**Data provided**
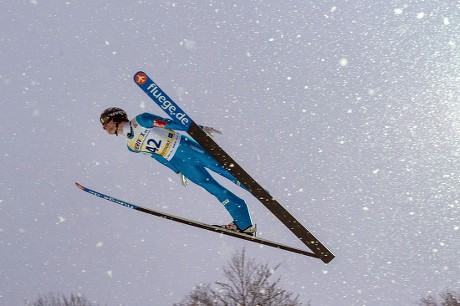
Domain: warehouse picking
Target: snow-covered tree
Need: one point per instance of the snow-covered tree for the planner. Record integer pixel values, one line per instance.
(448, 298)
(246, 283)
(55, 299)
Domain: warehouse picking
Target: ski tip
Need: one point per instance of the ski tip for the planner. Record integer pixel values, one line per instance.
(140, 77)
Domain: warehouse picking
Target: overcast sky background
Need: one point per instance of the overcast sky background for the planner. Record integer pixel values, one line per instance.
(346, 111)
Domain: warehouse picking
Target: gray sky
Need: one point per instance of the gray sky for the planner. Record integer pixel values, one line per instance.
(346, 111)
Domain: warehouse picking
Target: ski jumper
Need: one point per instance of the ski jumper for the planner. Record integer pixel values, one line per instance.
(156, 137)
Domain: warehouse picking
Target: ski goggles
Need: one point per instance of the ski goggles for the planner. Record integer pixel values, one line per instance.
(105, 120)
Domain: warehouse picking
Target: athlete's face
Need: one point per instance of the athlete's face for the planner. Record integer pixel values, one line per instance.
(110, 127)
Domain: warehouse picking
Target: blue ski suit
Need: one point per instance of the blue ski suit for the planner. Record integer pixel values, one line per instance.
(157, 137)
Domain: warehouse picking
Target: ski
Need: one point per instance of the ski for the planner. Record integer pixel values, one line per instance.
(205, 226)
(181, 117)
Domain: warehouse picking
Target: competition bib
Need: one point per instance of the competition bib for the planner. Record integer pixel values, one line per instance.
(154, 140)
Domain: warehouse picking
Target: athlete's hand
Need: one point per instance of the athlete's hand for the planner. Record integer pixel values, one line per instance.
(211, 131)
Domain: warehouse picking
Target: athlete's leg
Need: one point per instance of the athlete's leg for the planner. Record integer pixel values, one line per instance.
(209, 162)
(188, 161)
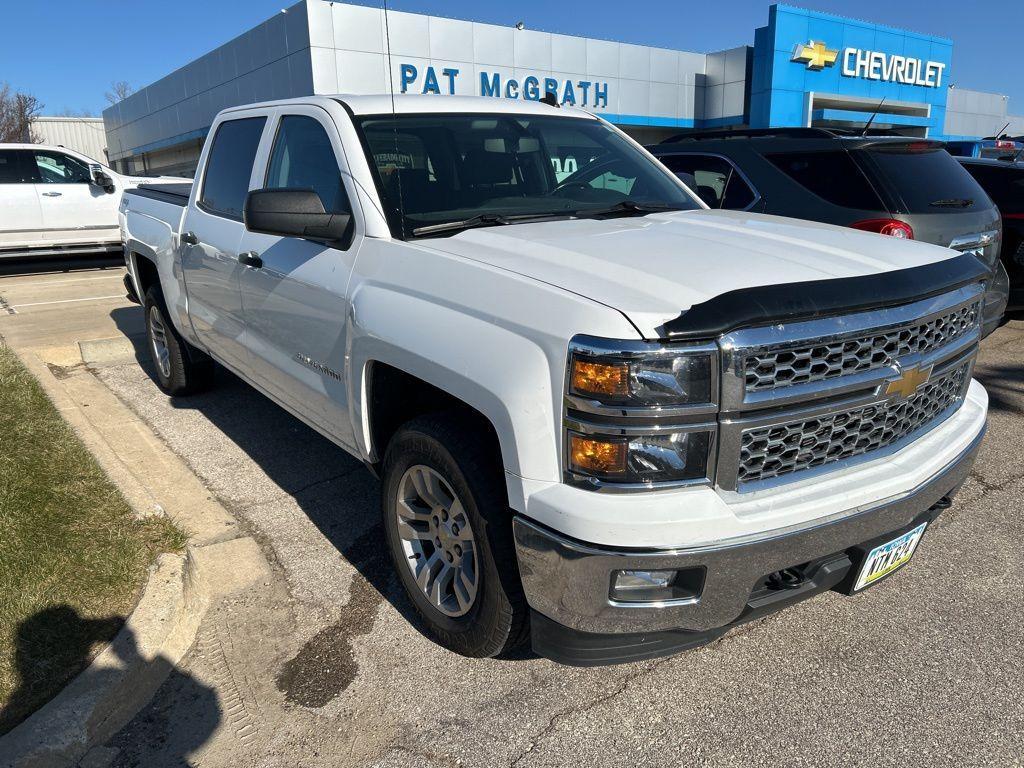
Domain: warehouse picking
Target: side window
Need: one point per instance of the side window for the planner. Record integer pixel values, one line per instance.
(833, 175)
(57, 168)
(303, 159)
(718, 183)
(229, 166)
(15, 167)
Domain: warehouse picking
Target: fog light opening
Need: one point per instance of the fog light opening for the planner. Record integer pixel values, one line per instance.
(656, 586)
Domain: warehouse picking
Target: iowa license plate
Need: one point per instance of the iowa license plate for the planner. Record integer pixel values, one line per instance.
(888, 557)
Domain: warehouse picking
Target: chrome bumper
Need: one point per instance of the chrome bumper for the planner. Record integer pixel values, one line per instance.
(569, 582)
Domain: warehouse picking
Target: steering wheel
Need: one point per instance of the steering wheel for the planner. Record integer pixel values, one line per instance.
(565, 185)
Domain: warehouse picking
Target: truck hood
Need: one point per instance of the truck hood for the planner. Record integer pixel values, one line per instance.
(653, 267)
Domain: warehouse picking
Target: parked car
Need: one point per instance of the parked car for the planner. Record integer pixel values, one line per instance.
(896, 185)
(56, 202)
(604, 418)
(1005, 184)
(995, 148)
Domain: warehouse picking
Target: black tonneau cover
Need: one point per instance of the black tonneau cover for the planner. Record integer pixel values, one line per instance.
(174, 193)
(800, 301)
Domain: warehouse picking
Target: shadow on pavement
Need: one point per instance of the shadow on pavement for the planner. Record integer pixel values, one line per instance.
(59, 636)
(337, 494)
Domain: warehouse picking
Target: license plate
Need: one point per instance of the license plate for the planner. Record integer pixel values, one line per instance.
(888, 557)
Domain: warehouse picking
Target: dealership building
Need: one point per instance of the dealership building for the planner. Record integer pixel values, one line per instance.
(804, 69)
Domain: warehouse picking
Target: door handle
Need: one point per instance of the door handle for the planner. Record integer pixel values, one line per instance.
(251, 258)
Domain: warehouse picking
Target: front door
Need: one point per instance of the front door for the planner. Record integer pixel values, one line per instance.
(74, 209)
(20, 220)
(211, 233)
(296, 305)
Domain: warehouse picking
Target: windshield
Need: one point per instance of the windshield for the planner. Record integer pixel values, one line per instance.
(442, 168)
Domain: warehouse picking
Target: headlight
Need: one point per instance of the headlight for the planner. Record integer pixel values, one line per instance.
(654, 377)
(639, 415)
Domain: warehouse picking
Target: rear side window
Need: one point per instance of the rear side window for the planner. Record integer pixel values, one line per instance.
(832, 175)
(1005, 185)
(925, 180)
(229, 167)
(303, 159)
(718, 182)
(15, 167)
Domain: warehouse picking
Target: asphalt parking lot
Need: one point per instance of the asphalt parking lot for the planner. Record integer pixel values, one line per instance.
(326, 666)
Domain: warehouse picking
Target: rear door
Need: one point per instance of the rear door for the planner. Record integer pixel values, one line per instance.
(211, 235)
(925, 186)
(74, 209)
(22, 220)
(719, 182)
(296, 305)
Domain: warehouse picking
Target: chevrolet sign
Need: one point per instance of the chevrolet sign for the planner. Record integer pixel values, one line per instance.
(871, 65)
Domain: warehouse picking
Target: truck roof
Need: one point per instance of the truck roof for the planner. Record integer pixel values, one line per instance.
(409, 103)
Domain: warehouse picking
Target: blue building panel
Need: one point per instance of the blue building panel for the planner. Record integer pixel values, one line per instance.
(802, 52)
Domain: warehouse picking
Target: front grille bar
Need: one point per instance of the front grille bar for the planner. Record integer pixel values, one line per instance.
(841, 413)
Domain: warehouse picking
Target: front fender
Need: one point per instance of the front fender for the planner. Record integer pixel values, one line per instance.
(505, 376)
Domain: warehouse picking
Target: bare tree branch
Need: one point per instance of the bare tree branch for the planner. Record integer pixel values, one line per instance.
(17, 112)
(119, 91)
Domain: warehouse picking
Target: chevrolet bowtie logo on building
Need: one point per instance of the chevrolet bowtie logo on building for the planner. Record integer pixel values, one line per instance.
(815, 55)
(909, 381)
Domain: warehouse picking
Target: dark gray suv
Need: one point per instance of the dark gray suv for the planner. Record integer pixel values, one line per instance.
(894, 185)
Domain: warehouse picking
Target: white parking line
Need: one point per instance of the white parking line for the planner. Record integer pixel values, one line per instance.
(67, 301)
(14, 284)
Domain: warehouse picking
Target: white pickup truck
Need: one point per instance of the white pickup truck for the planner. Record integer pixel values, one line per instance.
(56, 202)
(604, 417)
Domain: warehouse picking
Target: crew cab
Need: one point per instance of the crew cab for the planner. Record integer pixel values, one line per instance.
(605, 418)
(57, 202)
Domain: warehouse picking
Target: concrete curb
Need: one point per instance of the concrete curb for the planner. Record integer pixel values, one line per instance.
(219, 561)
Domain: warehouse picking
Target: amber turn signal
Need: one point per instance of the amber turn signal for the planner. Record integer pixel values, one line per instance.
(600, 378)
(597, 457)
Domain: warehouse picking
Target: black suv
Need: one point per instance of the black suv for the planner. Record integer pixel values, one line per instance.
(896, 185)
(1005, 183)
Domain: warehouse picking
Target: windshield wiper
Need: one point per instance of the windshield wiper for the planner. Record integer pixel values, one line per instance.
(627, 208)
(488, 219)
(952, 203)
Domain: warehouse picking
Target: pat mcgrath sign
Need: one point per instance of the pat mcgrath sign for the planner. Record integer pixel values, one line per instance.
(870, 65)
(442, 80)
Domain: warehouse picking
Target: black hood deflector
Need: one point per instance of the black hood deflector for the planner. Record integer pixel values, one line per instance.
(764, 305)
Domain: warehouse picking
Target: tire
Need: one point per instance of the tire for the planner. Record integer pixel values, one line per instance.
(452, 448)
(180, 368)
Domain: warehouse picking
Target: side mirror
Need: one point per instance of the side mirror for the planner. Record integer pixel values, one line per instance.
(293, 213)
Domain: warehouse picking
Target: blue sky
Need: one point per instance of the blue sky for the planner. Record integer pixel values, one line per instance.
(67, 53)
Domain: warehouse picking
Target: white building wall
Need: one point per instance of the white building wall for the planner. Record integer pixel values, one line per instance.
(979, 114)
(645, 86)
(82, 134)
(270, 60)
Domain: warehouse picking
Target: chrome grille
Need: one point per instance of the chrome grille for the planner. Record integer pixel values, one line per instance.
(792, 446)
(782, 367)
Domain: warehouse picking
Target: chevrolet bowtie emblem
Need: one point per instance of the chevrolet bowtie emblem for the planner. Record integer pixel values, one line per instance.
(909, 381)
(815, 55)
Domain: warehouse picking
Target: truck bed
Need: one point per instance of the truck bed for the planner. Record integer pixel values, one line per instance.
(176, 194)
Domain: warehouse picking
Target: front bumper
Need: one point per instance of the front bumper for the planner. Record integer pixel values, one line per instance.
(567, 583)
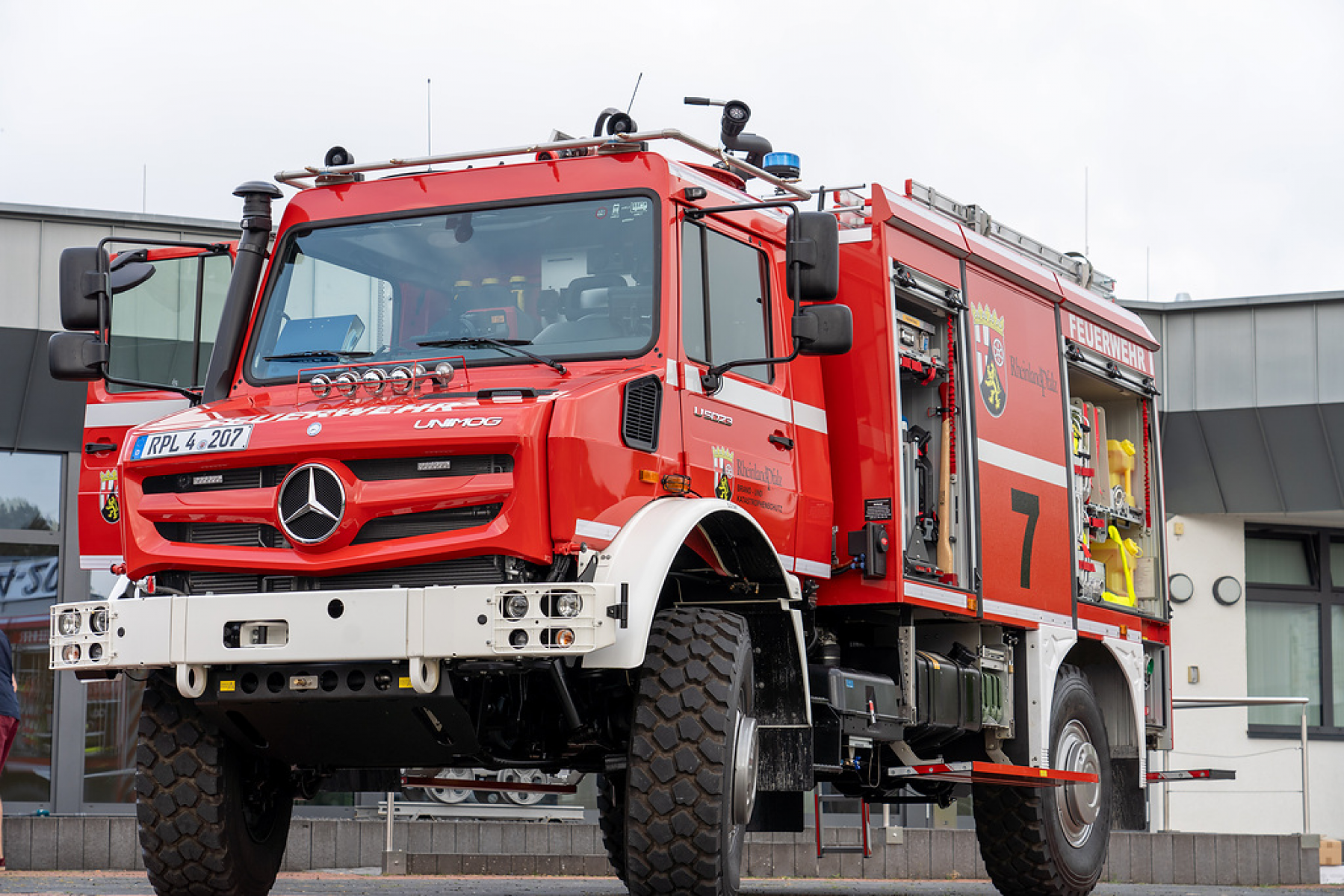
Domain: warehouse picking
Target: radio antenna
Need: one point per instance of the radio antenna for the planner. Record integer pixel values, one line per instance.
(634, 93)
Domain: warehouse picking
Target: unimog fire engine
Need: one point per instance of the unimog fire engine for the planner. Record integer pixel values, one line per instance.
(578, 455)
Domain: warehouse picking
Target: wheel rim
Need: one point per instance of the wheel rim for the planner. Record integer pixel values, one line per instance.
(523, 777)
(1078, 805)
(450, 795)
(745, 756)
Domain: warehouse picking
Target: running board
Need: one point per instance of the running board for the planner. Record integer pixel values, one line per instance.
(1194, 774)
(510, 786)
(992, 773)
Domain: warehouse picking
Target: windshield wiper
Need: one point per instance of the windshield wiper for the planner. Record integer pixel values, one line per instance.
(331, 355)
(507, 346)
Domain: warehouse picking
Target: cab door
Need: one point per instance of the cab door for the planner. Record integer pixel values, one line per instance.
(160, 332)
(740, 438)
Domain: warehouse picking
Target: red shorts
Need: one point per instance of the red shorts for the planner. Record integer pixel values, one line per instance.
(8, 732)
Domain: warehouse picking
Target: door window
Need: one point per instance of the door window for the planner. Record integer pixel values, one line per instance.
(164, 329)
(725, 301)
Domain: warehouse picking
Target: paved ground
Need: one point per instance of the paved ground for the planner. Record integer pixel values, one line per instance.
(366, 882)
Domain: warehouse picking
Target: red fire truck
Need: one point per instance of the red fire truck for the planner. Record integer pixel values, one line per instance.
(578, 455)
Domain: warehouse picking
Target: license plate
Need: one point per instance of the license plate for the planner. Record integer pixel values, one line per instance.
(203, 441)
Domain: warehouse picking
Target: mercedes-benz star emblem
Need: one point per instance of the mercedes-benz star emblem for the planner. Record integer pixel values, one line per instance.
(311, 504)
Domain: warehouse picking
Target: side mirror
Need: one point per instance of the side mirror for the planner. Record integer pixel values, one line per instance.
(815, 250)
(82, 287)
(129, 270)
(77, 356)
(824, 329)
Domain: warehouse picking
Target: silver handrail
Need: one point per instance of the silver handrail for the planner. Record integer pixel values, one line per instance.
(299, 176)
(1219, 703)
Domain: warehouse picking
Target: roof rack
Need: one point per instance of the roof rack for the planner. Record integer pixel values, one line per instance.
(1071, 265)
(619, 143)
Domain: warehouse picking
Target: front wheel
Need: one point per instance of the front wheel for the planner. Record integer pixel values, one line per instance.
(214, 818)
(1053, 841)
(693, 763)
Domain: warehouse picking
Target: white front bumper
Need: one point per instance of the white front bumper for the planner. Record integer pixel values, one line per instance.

**Requirements**
List every line of the data above that contains the word "rear", matching case exactly.

**Solution for this exercise**
Target: rear side window
Need: one point per instance of the rear side window for the planner. Record integer pixel values, one line per instance.
Target: rear door
Need: one point per instance of the rear door for the planner. Record integer pixel values, one line per instance.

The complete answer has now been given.